→ **WHAT IS BEING ASKED**: In the data below, restate exactly the lines from the one with "Find the shadowed" to the final line, both included, but not the pictures.
== STORED DATA
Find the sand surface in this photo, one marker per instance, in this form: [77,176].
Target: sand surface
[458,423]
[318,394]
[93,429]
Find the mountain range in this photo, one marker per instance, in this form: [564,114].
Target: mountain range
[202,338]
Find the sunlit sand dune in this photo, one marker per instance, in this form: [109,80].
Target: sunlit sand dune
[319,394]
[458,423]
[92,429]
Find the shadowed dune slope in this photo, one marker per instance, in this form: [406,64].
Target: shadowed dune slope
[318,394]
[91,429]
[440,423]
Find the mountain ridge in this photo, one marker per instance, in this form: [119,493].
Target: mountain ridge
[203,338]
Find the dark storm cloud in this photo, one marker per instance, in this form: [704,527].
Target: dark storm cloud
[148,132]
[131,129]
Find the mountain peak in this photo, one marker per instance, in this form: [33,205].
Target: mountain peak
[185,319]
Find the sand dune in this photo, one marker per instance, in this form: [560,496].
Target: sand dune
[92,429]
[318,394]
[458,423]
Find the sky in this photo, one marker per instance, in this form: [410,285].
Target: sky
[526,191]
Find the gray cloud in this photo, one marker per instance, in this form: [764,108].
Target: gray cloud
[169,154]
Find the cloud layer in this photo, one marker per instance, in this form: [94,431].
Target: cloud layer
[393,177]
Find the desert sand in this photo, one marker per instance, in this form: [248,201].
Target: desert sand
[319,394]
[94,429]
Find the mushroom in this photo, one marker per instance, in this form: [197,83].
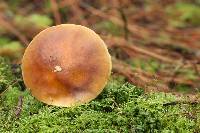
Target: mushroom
[66,65]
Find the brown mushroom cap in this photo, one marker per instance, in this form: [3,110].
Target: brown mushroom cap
[66,65]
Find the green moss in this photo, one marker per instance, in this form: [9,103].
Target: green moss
[121,107]
[6,76]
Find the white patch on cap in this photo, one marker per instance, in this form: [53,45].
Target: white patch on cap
[57,69]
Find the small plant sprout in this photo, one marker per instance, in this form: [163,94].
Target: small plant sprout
[66,65]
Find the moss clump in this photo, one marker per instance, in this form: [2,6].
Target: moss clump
[121,107]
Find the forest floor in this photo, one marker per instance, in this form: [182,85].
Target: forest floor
[155,45]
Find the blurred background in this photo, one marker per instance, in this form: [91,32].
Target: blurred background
[155,44]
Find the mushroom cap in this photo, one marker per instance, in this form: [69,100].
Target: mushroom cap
[66,65]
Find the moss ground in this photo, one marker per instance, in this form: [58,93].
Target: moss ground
[121,107]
====
→ **THE REPLY**:
Find the shadowed dune slope in this photo, one marker per instance, in this form: [406,64].
Target: shadowed dune slope
[318,394]
[91,429]
[440,423]
Find the mountain ridge in this photo, one marker per instance, in this form: [119,493].
Target: mountain ridge
[203,338]
Find the dark storm cloud in this photo, one marker per instance, in this form: [704,527].
Target: dark storm cloud
[148,132]
[131,129]
Find the mountain peak in this photo, one marker per instance, in this form: [33,205].
Target: mountain peak
[185,319]
Find the sand dune in this photo, one marker per instance, in this form: [560,496].
Target: sand dune
[92,429]
[318,394]
[458,423]
Find the sky in this photo, one marker per instance, in this form: [410,285].
Target: sky
[526,191]
Find the gray cloud in this photo, one marker per instance, in this form: [764,108].
Target: gray cloud
[169,154]
Find the cloud layer in this photo, one marker per instance, in this form: [94,431].
Target: cloud layer
[393,177]
Find the desert sand in this photo, one marker per instance, in this form: [248,201].
Target: desert sand
[319,394]
[94,429]
Find the mushroom in this photo, one marker per instance, in this form: [197,83].
Target: mushroom
[66,65]
Find the brown mushroom cap in this photo, one marker per instance, in this form: [3,110].
Target: brown mushroom cap
[66,65]
Find the green moss in this photo, one marker per instance, in this form: [9,103].
Target: green moss
[121,107]
[6,76]
Find the white patch on cap in this photo, one marker per instance, in this form: [53,45].
Target: white patch on cap
[57,69]
Find the small plant sprout in this photo, one marker per instance, in this form: [163,94].
Target: small plant sprout
[66,65]
Find the moss clump in this photo, one marker per instance, in this form: [2,6].
Target: moss clump
[121,107]
Find the forest floor in this photo, one marker per instance, in this form: [182,85].
Target: forest floor
[155,45]
Find the blurred background in this photo, one marker per instance, in this form: [91,32].
Target: blurred background
[155,44]
Find the mushroom cap in this photo, one marker per instance, in this form: [69,100].
Target: mushroom cap
[66,65]
Find the moss ground in this photo, one marker per instance, in this form: [58,93].
Target: moss ground
[121,107]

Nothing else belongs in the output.